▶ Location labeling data
'''
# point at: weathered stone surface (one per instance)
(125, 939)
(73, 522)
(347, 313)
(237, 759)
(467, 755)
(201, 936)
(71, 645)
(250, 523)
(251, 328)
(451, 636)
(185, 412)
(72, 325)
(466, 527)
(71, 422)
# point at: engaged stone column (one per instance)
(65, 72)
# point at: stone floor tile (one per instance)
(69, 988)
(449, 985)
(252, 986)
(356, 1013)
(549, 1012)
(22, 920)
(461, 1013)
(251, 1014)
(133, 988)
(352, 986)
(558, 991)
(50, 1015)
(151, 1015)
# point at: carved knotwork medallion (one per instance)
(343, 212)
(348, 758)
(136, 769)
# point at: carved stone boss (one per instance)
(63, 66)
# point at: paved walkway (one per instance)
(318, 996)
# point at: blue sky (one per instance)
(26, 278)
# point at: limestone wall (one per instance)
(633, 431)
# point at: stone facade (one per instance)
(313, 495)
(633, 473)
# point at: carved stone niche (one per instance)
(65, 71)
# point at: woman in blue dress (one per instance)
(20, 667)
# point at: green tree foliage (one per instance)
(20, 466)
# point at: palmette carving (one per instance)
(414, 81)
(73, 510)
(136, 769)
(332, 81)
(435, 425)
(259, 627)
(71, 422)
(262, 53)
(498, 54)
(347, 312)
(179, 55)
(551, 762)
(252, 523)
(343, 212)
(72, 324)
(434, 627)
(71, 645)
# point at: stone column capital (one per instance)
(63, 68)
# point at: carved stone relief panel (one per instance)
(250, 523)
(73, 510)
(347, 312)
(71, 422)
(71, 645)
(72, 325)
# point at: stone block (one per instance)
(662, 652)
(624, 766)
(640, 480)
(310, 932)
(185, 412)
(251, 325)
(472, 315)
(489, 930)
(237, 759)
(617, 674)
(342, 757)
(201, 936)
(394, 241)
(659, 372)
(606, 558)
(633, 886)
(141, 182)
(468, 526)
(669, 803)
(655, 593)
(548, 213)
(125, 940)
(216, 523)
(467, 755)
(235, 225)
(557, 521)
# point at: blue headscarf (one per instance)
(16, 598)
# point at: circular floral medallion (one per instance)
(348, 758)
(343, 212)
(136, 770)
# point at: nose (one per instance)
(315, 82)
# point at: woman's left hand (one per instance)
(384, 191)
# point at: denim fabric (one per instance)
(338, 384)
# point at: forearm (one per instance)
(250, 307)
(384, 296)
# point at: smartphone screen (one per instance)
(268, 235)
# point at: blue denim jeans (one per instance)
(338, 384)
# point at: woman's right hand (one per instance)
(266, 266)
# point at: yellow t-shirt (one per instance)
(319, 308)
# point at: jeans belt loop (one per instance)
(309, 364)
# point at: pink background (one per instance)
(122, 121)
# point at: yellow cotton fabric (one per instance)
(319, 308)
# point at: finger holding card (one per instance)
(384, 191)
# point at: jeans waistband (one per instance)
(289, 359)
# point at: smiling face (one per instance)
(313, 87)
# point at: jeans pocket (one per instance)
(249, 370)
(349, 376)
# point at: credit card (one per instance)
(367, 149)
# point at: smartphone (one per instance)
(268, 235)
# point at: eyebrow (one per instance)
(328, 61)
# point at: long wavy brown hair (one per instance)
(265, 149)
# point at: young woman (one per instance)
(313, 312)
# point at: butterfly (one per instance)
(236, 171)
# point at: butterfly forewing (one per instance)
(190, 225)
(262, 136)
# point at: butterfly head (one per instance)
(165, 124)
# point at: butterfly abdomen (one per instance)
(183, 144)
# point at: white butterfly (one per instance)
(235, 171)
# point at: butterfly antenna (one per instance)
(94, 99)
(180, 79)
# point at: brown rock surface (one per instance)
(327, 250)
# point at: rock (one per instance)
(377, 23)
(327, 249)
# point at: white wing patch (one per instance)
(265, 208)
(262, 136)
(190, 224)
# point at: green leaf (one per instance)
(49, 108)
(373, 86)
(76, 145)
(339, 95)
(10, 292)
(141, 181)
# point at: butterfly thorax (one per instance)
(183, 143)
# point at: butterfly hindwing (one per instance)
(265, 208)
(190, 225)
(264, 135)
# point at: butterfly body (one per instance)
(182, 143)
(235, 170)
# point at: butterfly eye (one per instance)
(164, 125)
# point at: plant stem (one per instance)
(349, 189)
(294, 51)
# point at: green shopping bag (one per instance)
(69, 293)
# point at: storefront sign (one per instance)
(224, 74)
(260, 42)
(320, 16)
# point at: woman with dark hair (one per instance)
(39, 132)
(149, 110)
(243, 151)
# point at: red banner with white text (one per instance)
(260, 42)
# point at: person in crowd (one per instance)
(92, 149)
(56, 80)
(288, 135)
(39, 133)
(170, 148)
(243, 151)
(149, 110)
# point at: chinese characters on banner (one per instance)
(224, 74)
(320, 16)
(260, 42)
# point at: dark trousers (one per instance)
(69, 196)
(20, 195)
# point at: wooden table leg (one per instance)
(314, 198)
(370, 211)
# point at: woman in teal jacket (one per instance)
'''
▶ Exercise
Reproduce all of the data above, substituting "each occurrence" for every "one per instance" and leaving everything else unchanged.

▶ Exercise result
# point at: weathered stone surface (each occurrence)
(125, 939)
(73, 522)
(347, 313)
(237, 759)
(467, 755)
(201, 936)
(71, 645)
(250, 523)
(251, 328)
(451, 636)
(185, 412)
(72, 325)
(466, 527)
(71, 422)
# point at: engaged stone column (each occurrence)
(65, 72)
# point at: stone floor tile (each occurrence)
(69, 988)
(449, 985)
(252, 986)
(356, 1013)
(549, 1012)
(22, 920)
(461, 1013)
(251, 1014)
(133, 988)
(352, 986)
(558, 991)
(50, 1015)
(151, 1015)
# point at: carved knotwork medallion (each occurrence)
(343, 212)
(348, 758)
(136, 769)
# point at: carved stone boss (each occurrence)
(63, 66)
# point at: paved walkway (each occurrence)
(318, 996)
# point at: blue sky (each occurrence)
(26, 278)
# point at: limestone wall (each occurrence)
(633, 431)
# point at: stone facade (each occurrence)
(313, 495)
(633, 473)
# point at: carved stone niche (each occurrence)
(65, 71)
# point at: woman in blue dress (each occurrence)
(20, 667)
# point at: green tree foliage (each occurrence)
(20, 466)
# point at: palmette carving (each occurrence)
(414, 81)
(73, 510)
(136, 769)
(332, 81)
(435, 425)
(259, 627)
(71, 422)
(262, 53)
(498, 54)
(347, 312)
(179, 55)
(551, 762)
(252, 523)
(343, 212)
(72, 324)
(434, 627)
(71, 645)
# point at: stone column capital (each occurrence)
(63, 68)
# point at: carved stone relief panel (each occurrence)
(250, 523)
(73, 510)
(347, 312)
(71, 422)
(71, 645)
(72, 325)
# point at: stone block (each occurrence)
(662, 652)
(624, 766)
(640, 480)
(310, 932)
(185, 412)
(251, 325)
(472, 315)
(489, 930)
(237, 759)
(617, 674)
(342, 757)
(201, 936)
(394, 241)
(659, 372)
(606, 558)
(633, 886)
(141, 182)
(468, 526)
(669, 803)
(655, 593)
(548, 213)
(125, 940)
(216, 523)
(467, 755)
(235, 225)
(557, 521)
# point at: blue headscarf (each occurrence)
(16, 598)
# point at: circular floral medallion (each occurrence)
(348, 758)
(343, 212)
(136, 770)
# point at: nose (each occurrence)
(315, 82)
# point at: woman's left hand (each occurrence)
(384, 191)
# point at: denim fabric (each occurrence)
(338, 384)
# point at: forearm (each occurrence)
(250, 307)
(384, 296)
# point at: smartphone screen (each occurrence)
(268, 235)
# point at: blue denim jeans (each occurrence)
(338, 384)
# point at: woman's right hand (each occurrence)
(266, 266)
# point at: yellow t-shirt (each occurrence)
(319, 308)
# point at: jeans belt loop (each occurrence)
(309, 364)
# point at: pink background (each occurrence)
(122, 121)
# point at: yellow cotton fabric (each occurrence)
(319, 308)
# point at: finger holding card (each occurrence)
(384, 191)
# point at: jeans waistband (each occurrence)
(289, 359)
# point at: smiling face (each occurrence)
(313, 87)
# point at: jeans pocket (each occurrence)
(249, 370)
(349, 376)
# point at: credit card (each occurrence)
(367, 149)
# point at: smartphone (each occurrence)
(268, 235)
# point at: eyebrow (each occurrence)
(328, 61)
# point at: long wavy brown hair (each occurrence)
(265, 149)
# point at: young woman (each occurrence)
(313, 312)
# point at: butterfly (each occurrence)
(236, 171)
# point at: butterfly forewing (each occurrence)
(190, 225)
(262, 136)
# point at: butterfly head (each occurrence)
(165, 124)
# point at: butterfly abdomen (each occurrence)
(183, 144)
# point at: white butterfly (each occurrence)
(235, 171)
# point at: butterfly antenna (each occurrence)
(94, 99)
(180, 79)
# point at: brown rock surface (each occurrence)
(327, 250)
# point at: rock (each occurrence)
(377, 23)
(327, 249)
# point at: white wing patch (each occurrence)
(265, 208)
(262, 136)
(190, 224)
# point at: green leaf (each occurrence)
(49, 108)
(373, 86)
(76, 145)
(339, 95)
(10, 292)
(141, 181)
# point at: butterfly thorax (each occurrence)
(183, 143)
# point at: butterfly hindwing (each occurrence)
(265, 208)
(190, 225)
(264, 135)
# point at: butterfly body (each occurrence)
(182, 143)
(235, 170)
# point at: butterfly eye (each occurrence)
(164, 125)
# point at: plant stem (each occurrence)
(349, 189)
(294, 51)
# point at: green shopping bag (each occurrence)
(69, 293)
# point at: storefront sign (each occurrence)
(224, 74)
(260, 42)
(320, 16)
# point at: woman with dark hair (each occurrence)
(39, 132)
(149, 110)
(243, 151)
# point at: red banner with white text (each occurrence)
(260, 42)
# point at: person in crowd (each occurrence)
(92, 149)
(56, 80)
(288, 135)
(39, 133)
(170, 148)
(243, 151)
(149, 110)
# point at: chinese characters on banner (each occurrence)
(224, 74)
(320, 16)
(260, 42)
# point at: dark trousers (each occurrence)
(69, 196)
(20, 195)
# point at: wooden table leg (each occurrence)
(314, 198)
(370, 211)
# point at: woman in teal jacket (each occurrence)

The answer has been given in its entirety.